───── Extracted records

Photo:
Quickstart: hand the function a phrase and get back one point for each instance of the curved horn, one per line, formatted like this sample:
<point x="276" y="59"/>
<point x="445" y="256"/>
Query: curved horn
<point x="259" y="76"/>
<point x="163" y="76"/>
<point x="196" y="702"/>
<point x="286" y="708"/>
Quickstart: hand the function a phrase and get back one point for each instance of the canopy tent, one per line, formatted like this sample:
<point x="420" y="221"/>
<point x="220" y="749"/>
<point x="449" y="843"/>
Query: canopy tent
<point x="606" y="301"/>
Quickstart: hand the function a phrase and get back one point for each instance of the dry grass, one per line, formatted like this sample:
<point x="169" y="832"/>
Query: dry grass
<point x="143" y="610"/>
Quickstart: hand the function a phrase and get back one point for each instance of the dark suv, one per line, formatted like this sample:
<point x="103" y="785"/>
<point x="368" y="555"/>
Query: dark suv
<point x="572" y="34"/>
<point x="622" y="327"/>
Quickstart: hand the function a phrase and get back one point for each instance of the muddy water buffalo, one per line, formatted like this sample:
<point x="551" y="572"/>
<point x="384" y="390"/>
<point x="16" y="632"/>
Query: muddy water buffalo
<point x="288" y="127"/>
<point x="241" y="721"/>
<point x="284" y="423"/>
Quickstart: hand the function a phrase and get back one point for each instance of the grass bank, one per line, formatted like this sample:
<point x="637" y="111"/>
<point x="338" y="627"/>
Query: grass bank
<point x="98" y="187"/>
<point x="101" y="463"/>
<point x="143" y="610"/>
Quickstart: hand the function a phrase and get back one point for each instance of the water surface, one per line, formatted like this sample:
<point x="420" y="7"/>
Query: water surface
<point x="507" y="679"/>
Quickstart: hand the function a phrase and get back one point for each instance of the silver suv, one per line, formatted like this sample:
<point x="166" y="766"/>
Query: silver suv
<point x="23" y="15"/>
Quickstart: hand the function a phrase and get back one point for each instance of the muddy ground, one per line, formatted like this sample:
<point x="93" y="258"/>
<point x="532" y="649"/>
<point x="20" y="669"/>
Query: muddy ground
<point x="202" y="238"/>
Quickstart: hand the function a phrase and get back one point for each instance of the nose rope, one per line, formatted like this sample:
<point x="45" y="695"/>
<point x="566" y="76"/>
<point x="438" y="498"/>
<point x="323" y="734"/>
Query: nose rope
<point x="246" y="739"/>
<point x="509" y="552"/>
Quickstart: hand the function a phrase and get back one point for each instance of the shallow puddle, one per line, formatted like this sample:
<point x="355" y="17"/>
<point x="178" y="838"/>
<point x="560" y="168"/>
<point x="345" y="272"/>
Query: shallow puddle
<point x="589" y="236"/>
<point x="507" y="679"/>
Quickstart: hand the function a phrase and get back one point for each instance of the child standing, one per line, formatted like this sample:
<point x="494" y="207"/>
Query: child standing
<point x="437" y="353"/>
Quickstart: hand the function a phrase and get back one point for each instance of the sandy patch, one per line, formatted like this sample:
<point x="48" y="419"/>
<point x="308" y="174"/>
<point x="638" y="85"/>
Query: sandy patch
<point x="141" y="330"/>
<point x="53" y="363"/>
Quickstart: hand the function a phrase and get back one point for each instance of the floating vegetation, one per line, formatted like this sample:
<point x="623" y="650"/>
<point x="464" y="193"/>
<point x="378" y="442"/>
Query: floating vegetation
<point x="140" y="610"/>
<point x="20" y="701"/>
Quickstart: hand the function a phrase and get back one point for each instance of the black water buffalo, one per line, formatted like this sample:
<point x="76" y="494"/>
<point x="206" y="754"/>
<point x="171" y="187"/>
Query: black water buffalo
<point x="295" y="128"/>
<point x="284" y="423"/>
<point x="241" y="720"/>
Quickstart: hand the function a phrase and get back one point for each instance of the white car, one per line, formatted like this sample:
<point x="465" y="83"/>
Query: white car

──────────

#### Instructions for the task
Each line of the entries above that has the word "white" is to be copied.

#### Response below
Quickstart: hand the function a phrase and get back one point for each instance of the white car, one per line, formatted like this sample:
Query: white car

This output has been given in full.